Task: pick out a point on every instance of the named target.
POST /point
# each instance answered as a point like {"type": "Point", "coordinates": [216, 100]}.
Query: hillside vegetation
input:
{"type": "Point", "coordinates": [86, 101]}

* **Work to complete**: Could you turn every line of the data above into a numbered list, leaving out any blank lines?

* **Finished task**:
1. Task: pick out a point on every instance of the named target.
2. POST /point
3. # each instance answered as a point like {"type": "Point", "coordinates": [216, 100]}.
4. Query: hillside vegetation
5. input:
6. {"type": "Point", "coordinates": [86, 101]}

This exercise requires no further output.